- Processing non-personal data poses reidentification and group privacy risks
- Everyone has a different anonymisation standard
- Dark metadata aggregators can deanonymise by collating data from various sources and using identifiers
- Privacy harms of non-personal data can be addressed through existing laws such as IT Act
“Data cannot be either personally identifiable information (PII) or non-PII. That is completely invalid in practice. It is a spectrum from 0.0 to 1.0 in terms of what’s the harm that it could create, and it’s exceptionally based on context,” Anand Venkatanarayanan from Hasgeek said while explaining how a group of non-PII data points can be clustered to make the information personally identifiable.
Venkatanarayanan was speaking at MediaNama’s ‘Regulating Non-Personal Data’ event held on February 18, 2022. The panel on ‘Privacy and NPD’ also included Amlan Mohanty from Google, Amol Kulkarni from CUTS International, and Digvijay Chaudhary from Centre for Internet and Society, with Smriti Parsheera from CyberBRICS as the moderator.
The non-personal data (NPD) framework proposed by the expert committee set up by the government mandates the sharing of non-personal data at an aggregate level for public value, among other recommendations.

**THE TASKS:**
1 – Print the stretch from "Venkatanarayanan was speaking" through "among other recommendations." of the article on non-personal data privacy, word for word.
2 – Write what comes next in the article on non-personal data privacy, picking up after its final sentence.

**DATA PROVIDED:**
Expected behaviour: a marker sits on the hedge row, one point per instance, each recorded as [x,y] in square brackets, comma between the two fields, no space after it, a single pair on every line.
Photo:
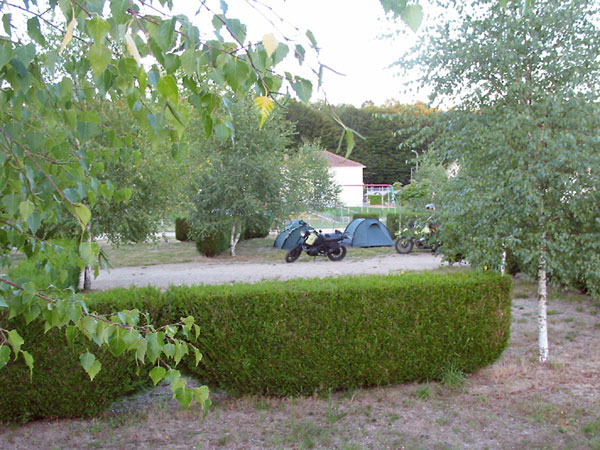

**ANSWERS GIVEN:**
1 –
Venkatanarayanan was speaking at MediaNama’s ‘Regulating Non-Personal Data’ event held on February 18, 2022. The panel on ‘Privacy and NPD’ also included Amlan Mohanty from Google, Amol Kulkarni from CUTS International, and Digvijay Chaudhary from Centre for Internet and Society, with Smriti Parsheera from CyberBRICS as the moderator.
The non-personal data (NPD) framework proposed by the expert committee set up by the government mandates the sharing of non-personal data at an aggregate level for public value, among other recommendations.

2 –
This event was organised with support from Google, PhonePe, Amazon, Meta, and Microsoft. To support future MediaNama discussions, please let us know here.
What are the risks regarding processing of non personal data?
Chaudhary explained that there are two types of risks regarding processing of personal data —
- Reidentification: “So in our data protection laws, the underlying assumption is that they consider the nature of data as stable. However, in reality the nature of data is more volatile. Therefore segregating data on the basis of definitions is extremely difficult. Especially considering the processing power of big data machine learning, and how big data upsets such regulatory mechanisms…” Chaudhary said.
- Group harm: Chaudhary said group/collective risk is another privacy harm associated with NPD. He said, “The only bright line in the NPD expert committee report was that it recognised group privacy as a concept.” The draft NPD report notes, “Collective privacy refers to possibilities of collective harm related to Non- Personal Data about a group or community that may arise from inappropriate exposure or handling of such data.”
How does free flow of data hamper anonymisation?
“Primarily, anonymisations as a technical construct have failed. The primary reason is free flow of data everywhere.” – Anand Venkatanarayanan
Data is not a limited commodity: “When data is not a limited commodity and it is free flowing everywhere, it makes it very easy for one to develop deanonymisation solution,” Venkatanarayanan said.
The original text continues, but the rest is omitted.